*** Opening of Records shown ***

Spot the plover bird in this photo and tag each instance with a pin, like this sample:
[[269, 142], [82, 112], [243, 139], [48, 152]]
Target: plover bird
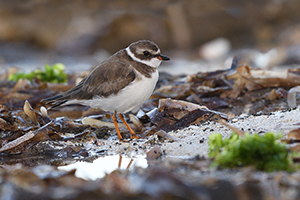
[[121, 83]]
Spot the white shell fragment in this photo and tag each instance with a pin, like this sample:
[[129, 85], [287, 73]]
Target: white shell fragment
[[98, 123]]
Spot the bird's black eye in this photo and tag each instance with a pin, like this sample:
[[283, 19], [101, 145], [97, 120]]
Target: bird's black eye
[[146, 53]]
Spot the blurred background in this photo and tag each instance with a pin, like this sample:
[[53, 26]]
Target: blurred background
[[196, 34]]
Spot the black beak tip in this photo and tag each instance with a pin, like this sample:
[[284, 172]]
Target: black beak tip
[[162, 57]]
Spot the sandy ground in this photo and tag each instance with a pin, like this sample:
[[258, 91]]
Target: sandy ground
[[193, 140]]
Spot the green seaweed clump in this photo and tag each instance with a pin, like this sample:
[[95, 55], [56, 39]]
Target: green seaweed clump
[[261, 151], [51, 74]]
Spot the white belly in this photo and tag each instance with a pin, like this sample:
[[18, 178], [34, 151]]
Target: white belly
[[129, 98]]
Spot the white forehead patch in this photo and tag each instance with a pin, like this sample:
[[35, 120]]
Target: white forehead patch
[[153, 62]]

*** Close of Records shown ***

> Work item: Find all the lines with "this" in the data and copy them.

> Output below:
Spot the plover bird in this photo and tag each instance with a pin, like this sample:
Spot the white shell fragment in this photo and tag each instance with a pin, like this sample:
Spot the bird's black eye in this photo and tag each instance with a pin, like this sample:
Spot the blurred background in this photo and tag each instance with a pin, like this sample:
Spot the black beak tip in this photo and tag each instance with a pin, like this sample:
Spot the sandy ground in this photo and tag each instance with a pin, like this sample:
Spot the green seaweed clump in this photo and tag each instance with a pin, like this sample:
Spot the white belly in this photo and tag each instance with a pin, like this sample:
Spot the white forehead patch in this photo and tag each instance with a pin, like this sample:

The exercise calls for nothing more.